- [SELECTED PASSAGE]:

· · · · · · ·

As the new year fast approaches, I have begun to make my own type of resolutions. The biggest being:

  1. I am going to stop trying to make sense of something that doesn’t make sense
  2. I am going to be unapologetically me

and

  1. I am going to make plans I want to make

It’s been on my mind for a while—years, actually—but, for some reason, my most recent visit back to Diagon Alley sparked my desire to begin planning a trip to England. I texted a close friend of mine to see if she’d be interested in joining me, and, to my surprise, she said yes. We haven’t even hammered out actual dates, but just the simple idea of getting to plan such an adventure with a friend got me really excited. I don’t think I’ve come down from the high yet.

For me, this is huge. A few months ago, I could barely fathom planning a semester. The key here is planning things I want to plan, things that bring me joy. Yes, I still have to plan for my courses, but this makes it easier somehow.

I still don’t know what will happen this year, but I know it is through God that I am beginning to have some sense of clarity and patience. It is only thanks to God that I have seen I have choices, too, and I can stand by what I believe. It is only through God I have the strength I have.

· · · · · · ·

- [DATA SHOWN]:
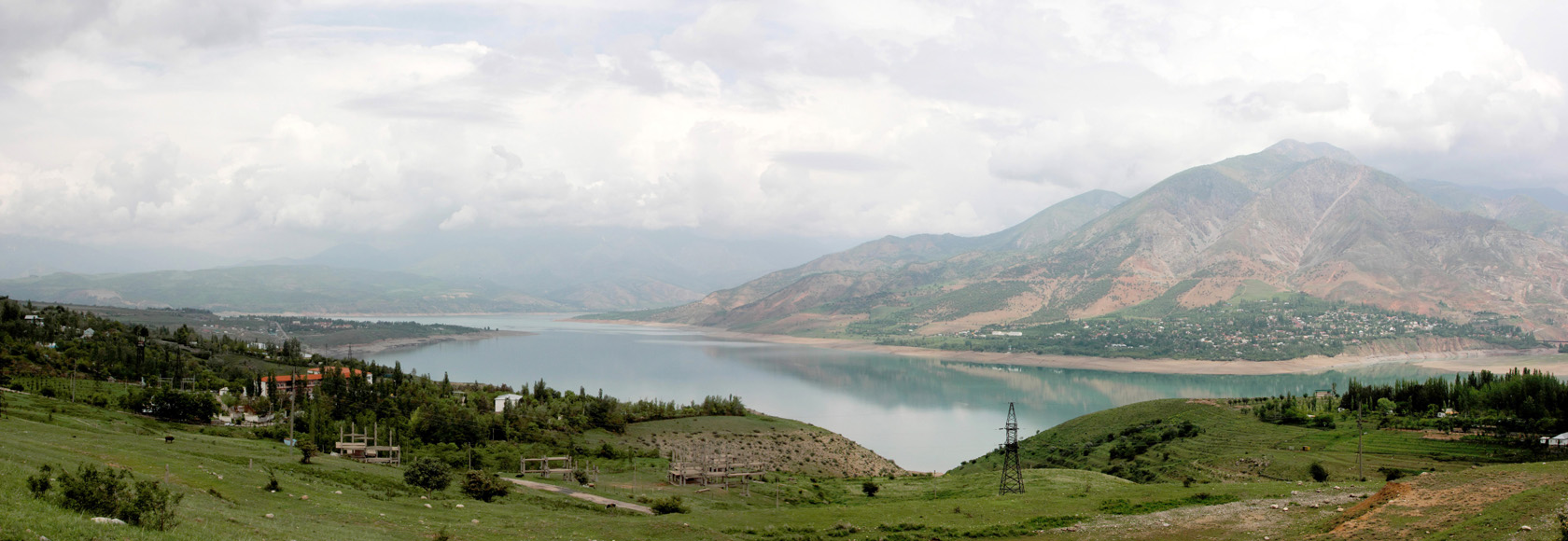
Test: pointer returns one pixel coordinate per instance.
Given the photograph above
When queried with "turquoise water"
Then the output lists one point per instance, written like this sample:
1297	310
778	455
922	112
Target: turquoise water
926	414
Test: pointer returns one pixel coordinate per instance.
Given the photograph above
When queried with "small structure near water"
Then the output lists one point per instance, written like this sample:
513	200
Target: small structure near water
367	449
549	465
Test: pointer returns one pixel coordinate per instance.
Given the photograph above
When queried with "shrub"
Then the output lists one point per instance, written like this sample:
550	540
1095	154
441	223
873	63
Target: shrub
39	481
1319	474
483	487
666	506
154	506
428	474
272	480
112	492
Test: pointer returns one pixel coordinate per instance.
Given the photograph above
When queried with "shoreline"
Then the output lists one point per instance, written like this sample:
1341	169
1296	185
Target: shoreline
1449	361
412	342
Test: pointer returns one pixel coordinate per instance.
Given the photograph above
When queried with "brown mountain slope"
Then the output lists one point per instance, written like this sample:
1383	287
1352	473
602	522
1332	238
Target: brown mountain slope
1294	216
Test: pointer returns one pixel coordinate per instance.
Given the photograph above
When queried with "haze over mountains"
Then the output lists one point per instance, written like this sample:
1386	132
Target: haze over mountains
1294	216
447	273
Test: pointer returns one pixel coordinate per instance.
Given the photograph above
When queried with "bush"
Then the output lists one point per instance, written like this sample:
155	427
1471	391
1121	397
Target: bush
272	480
483	487
428	474
39	481
1319	474
666	506
112	492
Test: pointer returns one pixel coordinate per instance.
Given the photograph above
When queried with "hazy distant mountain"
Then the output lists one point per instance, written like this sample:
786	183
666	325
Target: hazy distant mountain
30	256
278	289
1294	216
590	269
883	271
1542	212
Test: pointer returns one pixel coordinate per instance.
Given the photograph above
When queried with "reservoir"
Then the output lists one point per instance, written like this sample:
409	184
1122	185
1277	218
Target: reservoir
926	414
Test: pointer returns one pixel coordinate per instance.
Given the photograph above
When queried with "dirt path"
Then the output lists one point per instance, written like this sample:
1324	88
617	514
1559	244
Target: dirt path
581	496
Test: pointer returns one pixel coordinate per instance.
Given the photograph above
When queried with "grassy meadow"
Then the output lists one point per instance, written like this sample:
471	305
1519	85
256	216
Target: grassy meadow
221	472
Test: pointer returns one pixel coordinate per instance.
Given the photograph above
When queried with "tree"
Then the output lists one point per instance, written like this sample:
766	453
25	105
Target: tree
483	485
306	451
428	474
1319	474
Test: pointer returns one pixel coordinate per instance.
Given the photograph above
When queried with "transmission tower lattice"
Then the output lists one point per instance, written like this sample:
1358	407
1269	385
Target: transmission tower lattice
1012	469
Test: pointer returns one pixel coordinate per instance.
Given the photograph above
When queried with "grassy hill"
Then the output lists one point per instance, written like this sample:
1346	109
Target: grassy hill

· · · · · · ·

- [PROBLEM 1]:
Do these statements agree with the resolutions passage? Answer yes or no for each and quote the deciding words. (a) The friend the writer texted agreed to join the trip to England. (b) Dates for the trip have already been set. (c) A few months ago, the writer could barely fathom planning a semester.
- [PROBLEM 2]:
Write out the stretch of the resolutions passage from "1. I am going to make" through "the high yet.", swapping "England" for "Scotland".
- [PROBLEM 3]:
Please carry on the resolutions passage, starting after its last sentence.

- [EXERCISE OUTPUT 1]:
(a) Yes: "to my surprise, she said yes."
(b) No: "We haven’t even hammered out actual dates"
(c) Yes: "A few months ago, I could barely fathom planning a semester."

- [EXERCISE OUTPUT 2]:
1. I am going to make plans I want to make

It’s been on my mind for a while—years, actually—but, for some reason, my most recent visit back to Diagon Alley sparked my desire to begin planning a trip to Scotland. I texted a close friend of mine to see if she’d be interested in joining me, and, to my surprise, she said yes. We haven’t even hammered out actual dates, but just the simple idea of getting to plan such an adventure with a friend got me really excited. I don’t think I’ve come down from the high yet.

- [EXERCISE OUTPUT 3]:
As it is a holiday weekend, of course there is a Harry Potter marathon on TV. (I swear this particular station plays a Harry Potter marathon for everything.) As I’m still on my “Harry Potter high,” I’m eagerly watching as much as I can.

At the end of Order of the Phoenix, Luna gives us some wisdom: “things we lose have a way of coming back to us in the end, if not always in the way we expect.”

As I said, I have realized I have choices. So, this coming year, I am choosing to take Luna’s outlook. The alternative is depressing.

I don’t know what this choosing says about me. That I am a true Hufflepuff, “patient, true, and loyal”? That I have more faith than I thought? That I am stronger than I think? It tells me I have more power than I thought I did. It tells me I am growing. And that is a pretty decent way to start a new year, if you ask me.

As Dumbledore tells us: “There are all kinds of courage.”